● **DOCUMENT EXCERPT**:
·····

The festival of ‘Janai Purnima’ or ‘Rishi Tarpani’ is being observed across the country (Nepal) today–3rd August. The festival is basically observed by the Hindus and Buddhists of the country.
It is also the day when Brahman priests go round the houses of their acquaintances and relatives and bind holy threads round their wrists as a protective against evils on this day.
In Terai, sisters ties “Rakhi” around wrists of their brothers wishing them long life and prosperity.
Thousands of devotees worship lord Shiva at Pashupatinath Temple and in Kumbheswor Temple in Patan take holy dips in ponds.
In Nepali home, a special dish called “Kwaati” made of nine kinds of cereals, beans and peas is prepared. Kwaati contains substances supplies of calories, making up the Vitamin deficiencies.
On this full moon day of Shrawan, all those Hindu males who have holy threads around their bodies bath in the Bagmati or Bishnumati or in Holy river and change their new holy thread for the old one.

·····

● **INFORMATION PROVIDED**:
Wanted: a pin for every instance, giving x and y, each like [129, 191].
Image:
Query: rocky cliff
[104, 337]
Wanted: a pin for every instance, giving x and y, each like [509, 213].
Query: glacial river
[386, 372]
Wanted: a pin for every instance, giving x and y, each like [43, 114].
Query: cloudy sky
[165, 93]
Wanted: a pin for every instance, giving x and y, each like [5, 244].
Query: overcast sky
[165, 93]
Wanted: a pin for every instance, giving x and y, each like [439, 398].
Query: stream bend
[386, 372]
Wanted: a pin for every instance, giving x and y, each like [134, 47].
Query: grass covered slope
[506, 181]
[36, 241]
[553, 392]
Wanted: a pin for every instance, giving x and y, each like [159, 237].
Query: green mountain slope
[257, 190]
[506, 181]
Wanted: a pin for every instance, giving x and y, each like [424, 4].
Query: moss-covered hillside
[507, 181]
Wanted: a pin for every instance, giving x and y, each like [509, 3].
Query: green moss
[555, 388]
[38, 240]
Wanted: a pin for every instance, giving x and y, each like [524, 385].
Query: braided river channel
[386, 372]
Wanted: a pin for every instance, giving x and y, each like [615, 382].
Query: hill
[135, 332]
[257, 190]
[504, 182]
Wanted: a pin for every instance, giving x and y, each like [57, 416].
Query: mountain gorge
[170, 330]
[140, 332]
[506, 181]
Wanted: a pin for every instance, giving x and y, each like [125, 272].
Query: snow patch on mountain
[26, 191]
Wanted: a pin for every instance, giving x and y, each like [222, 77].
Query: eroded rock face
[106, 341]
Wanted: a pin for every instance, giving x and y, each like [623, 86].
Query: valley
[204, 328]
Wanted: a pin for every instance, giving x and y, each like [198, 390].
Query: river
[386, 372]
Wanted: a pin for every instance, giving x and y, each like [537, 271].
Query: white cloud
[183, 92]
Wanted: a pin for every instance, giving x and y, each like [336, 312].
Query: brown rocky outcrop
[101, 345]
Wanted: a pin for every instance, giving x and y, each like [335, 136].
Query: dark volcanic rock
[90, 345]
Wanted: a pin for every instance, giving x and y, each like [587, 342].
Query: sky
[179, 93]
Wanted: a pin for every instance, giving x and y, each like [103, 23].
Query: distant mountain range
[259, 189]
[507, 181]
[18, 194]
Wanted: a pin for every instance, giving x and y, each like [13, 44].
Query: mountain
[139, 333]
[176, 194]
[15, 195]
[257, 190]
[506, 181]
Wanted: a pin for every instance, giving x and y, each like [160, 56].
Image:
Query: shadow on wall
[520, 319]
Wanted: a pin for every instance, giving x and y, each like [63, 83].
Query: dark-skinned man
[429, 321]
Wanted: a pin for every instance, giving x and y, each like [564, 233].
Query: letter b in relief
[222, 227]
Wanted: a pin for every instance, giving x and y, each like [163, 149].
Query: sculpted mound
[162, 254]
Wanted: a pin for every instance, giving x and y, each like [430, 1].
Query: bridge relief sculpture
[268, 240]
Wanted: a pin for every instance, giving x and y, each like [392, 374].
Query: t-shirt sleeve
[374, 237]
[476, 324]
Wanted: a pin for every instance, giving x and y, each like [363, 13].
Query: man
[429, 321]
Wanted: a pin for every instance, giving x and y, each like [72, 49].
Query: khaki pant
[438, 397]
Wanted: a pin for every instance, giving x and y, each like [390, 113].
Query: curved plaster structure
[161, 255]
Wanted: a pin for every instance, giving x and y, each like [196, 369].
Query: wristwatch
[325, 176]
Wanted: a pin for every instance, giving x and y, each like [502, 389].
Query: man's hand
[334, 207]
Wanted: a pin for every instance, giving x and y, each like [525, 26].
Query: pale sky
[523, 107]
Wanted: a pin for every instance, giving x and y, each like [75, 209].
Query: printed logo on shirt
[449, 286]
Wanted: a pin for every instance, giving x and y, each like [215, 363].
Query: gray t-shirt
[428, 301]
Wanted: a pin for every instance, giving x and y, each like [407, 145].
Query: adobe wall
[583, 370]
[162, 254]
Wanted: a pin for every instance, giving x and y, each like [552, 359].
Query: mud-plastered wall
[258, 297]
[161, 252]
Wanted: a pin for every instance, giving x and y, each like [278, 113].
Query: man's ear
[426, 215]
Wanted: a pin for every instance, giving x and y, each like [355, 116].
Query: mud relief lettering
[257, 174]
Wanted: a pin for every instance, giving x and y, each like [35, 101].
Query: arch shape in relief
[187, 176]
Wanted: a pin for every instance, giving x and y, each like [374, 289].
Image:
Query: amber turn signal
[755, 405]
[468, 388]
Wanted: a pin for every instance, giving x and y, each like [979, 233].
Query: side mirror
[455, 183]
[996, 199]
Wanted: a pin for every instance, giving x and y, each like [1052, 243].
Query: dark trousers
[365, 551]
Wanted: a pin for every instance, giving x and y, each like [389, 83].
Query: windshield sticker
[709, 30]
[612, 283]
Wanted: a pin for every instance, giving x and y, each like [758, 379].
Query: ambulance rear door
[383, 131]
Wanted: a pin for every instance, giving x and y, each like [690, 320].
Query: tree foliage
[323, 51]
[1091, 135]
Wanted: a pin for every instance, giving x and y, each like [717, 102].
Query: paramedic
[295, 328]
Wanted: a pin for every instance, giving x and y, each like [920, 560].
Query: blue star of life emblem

·····

● **TASKS TO PERFORM**:
1. Set down the part of the Janai Purnima text from "It is also the" to "the old one.", copying it word for word.
2. In the Janai Purnima text, what is the special dish Kwaati made of?
3. List every place named in the Janai Purnima text, including countries, regions, towns, temples and rivers.

● **RESULTS IN ORDER**:
1.
It is also the day when Brahman priests go round the houses of their acquaintances and relatives and bind holy threads round their wrists as a protective against evils on this day.
In Terai, sisters ties “Rakhi” around wrists of their brothers wishing them long life and prosperity.
Thousands of devotees worship lord Shiva at Pashupatinath Temple and in Kumbheswor Temple in Patan take holy dips in ponds.
In Nepali home, a special dish called “Kwaati” made of nine kinds of cereals, beans and peas is prepared. Kwaati contains substances supplies of calories, making up the Vitamin deficiencies.
On this full moon day of Shrawan, all those Hindu males who have holy threads around their bodies bath in the Bagmati or Bishnumati or in Holy river and change their new holy thread for the old one.

2. Nine kinds of cereals, beans and peas.

3.
Nepal
Terai
Pashupatinath Temple
Kumbheswor Temple
Patan
Bagmati
Bishnumati